>> Begin The records

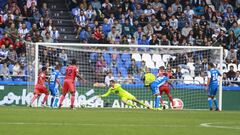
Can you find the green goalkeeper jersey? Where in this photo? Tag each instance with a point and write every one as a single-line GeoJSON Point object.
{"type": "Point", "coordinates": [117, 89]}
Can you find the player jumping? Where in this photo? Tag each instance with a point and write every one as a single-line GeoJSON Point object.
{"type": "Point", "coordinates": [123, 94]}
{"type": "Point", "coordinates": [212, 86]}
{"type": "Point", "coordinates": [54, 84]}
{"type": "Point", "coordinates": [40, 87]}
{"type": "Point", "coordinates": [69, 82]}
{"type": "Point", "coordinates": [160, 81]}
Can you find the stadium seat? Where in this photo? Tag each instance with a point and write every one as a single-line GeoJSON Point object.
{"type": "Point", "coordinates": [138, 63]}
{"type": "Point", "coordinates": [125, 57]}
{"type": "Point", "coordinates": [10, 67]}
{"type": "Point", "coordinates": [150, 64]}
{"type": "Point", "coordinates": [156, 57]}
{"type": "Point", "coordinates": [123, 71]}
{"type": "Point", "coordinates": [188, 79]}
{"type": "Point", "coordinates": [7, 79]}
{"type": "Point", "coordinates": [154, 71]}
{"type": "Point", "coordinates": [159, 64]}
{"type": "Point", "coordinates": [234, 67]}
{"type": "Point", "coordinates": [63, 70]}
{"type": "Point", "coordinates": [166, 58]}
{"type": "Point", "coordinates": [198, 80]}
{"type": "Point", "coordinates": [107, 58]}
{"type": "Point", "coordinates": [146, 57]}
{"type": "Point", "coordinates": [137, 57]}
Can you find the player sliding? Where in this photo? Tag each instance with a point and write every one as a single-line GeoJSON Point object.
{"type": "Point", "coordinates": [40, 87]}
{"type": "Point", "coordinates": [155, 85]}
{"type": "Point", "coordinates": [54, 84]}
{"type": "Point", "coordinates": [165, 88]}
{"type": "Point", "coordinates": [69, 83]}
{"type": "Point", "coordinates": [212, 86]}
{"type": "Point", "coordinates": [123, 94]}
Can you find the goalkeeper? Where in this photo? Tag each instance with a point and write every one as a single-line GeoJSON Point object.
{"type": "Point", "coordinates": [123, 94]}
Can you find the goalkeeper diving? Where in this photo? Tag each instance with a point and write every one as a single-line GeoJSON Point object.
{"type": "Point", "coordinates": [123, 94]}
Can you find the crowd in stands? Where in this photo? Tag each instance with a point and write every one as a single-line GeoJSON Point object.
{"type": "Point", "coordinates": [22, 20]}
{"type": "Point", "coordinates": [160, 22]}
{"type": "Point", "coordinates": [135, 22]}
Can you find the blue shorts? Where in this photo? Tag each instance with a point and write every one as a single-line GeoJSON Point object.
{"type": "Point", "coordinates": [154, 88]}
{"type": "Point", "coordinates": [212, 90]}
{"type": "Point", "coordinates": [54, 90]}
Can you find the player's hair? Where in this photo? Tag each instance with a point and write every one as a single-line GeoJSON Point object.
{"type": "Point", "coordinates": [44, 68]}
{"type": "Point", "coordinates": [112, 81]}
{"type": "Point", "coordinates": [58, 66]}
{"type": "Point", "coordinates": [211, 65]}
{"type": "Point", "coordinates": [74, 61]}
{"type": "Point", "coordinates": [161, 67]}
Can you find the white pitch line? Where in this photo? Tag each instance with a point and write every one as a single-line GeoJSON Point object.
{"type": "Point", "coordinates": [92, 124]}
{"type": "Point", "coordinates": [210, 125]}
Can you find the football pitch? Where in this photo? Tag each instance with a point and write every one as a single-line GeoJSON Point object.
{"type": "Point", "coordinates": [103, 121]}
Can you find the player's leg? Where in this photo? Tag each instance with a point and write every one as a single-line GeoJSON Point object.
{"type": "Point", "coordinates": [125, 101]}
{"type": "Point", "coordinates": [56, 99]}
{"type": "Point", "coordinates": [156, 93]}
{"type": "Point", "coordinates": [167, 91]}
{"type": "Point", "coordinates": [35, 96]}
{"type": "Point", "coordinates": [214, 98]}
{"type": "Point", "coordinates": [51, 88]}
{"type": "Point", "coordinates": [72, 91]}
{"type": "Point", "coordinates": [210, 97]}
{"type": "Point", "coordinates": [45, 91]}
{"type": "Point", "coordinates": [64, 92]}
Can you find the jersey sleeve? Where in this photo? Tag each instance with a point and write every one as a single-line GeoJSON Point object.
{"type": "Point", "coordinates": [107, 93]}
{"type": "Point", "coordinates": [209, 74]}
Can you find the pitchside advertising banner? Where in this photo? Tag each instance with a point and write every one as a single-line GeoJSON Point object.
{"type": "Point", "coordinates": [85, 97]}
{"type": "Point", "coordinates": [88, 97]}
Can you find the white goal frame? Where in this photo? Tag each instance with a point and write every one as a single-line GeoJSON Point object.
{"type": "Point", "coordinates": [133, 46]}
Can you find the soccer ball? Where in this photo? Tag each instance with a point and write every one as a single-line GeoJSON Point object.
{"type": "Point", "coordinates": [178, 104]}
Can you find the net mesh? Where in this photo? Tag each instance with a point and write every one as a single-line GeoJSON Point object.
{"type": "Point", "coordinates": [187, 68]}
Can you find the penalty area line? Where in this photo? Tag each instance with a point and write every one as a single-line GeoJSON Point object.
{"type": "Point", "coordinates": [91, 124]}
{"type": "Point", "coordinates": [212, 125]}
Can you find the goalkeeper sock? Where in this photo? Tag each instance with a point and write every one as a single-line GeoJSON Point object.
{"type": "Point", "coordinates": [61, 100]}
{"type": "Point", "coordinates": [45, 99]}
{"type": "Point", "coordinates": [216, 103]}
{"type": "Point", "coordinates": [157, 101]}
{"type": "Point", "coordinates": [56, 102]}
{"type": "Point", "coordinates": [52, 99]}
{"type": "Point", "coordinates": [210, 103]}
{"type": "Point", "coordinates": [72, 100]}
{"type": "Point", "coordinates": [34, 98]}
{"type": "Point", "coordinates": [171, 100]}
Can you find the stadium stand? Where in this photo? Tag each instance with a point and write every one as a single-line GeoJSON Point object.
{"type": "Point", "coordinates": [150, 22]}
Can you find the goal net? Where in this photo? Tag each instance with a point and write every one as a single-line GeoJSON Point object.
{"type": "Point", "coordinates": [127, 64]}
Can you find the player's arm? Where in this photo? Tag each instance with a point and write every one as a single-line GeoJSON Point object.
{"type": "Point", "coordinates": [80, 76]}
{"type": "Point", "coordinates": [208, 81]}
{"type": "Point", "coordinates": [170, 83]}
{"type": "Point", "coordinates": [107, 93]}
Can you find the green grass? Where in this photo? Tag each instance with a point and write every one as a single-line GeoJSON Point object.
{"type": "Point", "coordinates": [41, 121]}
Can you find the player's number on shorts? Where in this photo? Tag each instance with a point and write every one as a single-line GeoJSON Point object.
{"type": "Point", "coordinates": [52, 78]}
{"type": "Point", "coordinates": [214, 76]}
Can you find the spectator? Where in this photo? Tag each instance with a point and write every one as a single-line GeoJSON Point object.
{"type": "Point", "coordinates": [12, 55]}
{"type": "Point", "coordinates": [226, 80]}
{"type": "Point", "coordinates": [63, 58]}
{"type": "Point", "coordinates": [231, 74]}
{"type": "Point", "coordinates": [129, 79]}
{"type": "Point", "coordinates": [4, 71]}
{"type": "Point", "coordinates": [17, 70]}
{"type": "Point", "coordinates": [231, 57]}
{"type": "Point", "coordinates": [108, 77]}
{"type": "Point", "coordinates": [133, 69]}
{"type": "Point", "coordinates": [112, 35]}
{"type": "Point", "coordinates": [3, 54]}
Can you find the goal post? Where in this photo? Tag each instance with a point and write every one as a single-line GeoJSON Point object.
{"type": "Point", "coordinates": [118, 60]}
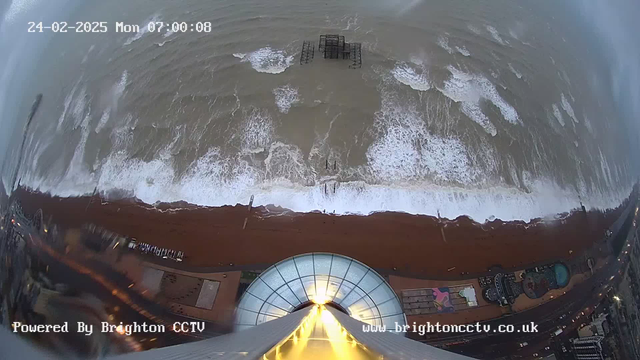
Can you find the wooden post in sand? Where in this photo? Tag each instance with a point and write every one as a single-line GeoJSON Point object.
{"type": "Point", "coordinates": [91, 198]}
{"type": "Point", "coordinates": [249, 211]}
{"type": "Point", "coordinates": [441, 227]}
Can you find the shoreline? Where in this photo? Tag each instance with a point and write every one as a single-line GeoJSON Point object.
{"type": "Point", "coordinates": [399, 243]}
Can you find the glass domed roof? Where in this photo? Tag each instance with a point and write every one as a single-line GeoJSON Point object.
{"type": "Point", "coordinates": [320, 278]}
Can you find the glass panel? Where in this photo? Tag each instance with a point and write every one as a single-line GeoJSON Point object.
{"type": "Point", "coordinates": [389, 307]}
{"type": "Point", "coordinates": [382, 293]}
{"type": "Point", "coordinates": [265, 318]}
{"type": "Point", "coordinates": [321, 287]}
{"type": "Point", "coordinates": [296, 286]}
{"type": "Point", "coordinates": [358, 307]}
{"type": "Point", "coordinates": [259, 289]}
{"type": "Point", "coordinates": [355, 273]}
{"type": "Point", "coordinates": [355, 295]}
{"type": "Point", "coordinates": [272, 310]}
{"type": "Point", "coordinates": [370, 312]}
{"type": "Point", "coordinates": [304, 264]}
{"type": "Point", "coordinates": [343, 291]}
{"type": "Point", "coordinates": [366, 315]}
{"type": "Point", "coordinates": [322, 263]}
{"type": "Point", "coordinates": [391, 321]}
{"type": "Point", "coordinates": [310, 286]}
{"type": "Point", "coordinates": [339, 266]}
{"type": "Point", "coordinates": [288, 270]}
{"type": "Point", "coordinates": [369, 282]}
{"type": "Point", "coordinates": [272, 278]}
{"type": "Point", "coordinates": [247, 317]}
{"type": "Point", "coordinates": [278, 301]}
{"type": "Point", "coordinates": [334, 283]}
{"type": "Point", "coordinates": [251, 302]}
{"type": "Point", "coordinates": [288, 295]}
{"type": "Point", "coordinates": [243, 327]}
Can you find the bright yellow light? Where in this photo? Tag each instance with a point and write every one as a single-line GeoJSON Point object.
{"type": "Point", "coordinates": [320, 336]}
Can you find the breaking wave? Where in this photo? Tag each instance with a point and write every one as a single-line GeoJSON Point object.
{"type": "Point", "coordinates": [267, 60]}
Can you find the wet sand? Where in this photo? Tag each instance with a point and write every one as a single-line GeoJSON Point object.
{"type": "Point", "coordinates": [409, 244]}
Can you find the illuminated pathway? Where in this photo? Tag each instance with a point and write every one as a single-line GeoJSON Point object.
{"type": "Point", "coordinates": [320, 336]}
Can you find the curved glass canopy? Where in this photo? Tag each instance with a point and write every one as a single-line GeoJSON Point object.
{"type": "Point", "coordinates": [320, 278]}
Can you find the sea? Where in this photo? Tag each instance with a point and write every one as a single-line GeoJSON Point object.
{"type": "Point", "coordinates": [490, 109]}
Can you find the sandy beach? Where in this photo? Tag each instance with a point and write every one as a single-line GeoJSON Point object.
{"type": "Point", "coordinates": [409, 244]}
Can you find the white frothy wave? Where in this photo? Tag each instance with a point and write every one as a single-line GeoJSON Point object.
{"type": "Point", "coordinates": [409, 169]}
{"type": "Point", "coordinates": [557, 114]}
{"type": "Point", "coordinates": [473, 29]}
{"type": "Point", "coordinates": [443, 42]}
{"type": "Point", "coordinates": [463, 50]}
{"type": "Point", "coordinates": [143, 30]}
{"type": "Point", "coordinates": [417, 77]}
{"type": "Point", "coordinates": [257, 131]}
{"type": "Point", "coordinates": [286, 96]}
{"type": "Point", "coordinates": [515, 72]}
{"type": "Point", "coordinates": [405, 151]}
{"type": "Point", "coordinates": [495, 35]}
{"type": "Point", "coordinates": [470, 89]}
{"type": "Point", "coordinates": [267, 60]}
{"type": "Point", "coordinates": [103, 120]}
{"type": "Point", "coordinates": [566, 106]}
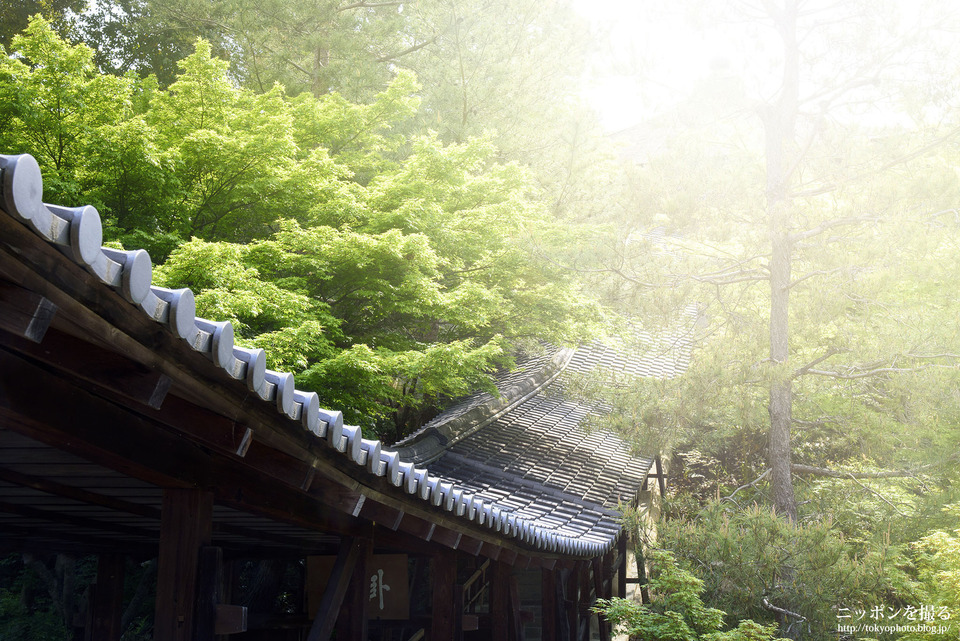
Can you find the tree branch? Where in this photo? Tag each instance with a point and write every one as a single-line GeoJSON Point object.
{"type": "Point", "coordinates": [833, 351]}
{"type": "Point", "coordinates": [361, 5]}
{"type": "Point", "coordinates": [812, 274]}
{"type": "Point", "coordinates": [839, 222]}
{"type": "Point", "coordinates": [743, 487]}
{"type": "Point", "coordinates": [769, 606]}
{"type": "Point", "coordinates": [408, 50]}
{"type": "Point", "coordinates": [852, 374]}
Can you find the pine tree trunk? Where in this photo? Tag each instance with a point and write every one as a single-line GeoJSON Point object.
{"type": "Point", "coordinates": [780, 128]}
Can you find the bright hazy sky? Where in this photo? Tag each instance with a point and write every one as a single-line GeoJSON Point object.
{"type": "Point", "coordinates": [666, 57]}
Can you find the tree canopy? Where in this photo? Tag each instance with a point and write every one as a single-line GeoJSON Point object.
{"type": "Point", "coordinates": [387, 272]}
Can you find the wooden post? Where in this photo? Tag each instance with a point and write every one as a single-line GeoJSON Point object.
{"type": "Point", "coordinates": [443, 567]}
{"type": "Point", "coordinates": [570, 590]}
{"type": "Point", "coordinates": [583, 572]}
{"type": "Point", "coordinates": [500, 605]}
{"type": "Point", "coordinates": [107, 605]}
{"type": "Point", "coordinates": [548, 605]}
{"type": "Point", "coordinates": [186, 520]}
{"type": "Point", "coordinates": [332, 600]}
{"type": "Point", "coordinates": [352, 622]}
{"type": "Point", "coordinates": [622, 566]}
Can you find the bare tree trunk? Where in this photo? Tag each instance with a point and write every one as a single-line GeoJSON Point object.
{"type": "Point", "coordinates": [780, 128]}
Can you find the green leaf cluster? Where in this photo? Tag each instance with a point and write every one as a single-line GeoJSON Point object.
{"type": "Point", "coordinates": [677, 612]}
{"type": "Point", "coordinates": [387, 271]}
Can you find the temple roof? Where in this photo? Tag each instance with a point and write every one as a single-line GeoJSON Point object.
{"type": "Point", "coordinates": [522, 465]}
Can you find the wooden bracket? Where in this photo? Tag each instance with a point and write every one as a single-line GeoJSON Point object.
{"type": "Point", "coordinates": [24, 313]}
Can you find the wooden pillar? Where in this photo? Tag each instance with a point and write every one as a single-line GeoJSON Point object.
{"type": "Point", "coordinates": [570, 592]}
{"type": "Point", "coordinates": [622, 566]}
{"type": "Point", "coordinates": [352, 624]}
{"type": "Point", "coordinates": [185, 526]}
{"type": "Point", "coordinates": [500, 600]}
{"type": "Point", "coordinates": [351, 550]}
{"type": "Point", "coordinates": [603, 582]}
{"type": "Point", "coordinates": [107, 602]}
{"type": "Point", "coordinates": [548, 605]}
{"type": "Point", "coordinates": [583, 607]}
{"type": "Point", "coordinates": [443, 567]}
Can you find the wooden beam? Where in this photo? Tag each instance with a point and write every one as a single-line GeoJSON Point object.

>> End The records

Could you give again exactly the lines from the line containing "Can you find the temple" through the final line of the data above, and no others?

Can you find the temple roof? Where in this photo? Tag each instance with a point and write every one as a single-line GeoJSON Point object.
{"type": "Point", "coordinates": [522, 465]}
Can you find the wooden bracket? Where in this photo? Tag each instance with a point and write every one as a single-line GeoJSON Point object.
{"type": "Point", "coordinates": [24, 313]}
Can you find the wooden pillar? Where in this photo? Tag each instance with a point and write every one as a single-line GeoJSON Point object.
{"type": "Point", "coordinates": [570, 592]}
{"type": "Point", "coordinates": [622, 566]}
{"type": "Point", "coordinates": [352, 624]}
{"type": "Point", "coordinates": [185, 526]}
{"type": "Point", "coordinates": [500, 600]}
{"type": "Point", "coordinates": [351, 550]}
{"type": "Point", "coordinates": [603, 582]}
{"type": "Point", "coordinates": [107, 602]}
{"type": "Point", "coordinates": [548, 605]}
{"type": "Point", "coordinates": [583, 607]}
{"type": "Point", "coordinates": [443, 567]}
Can you find the wooden beam? Where in this photo? Tag each instance with a point and write every one as a single-line GeoJSON Point object.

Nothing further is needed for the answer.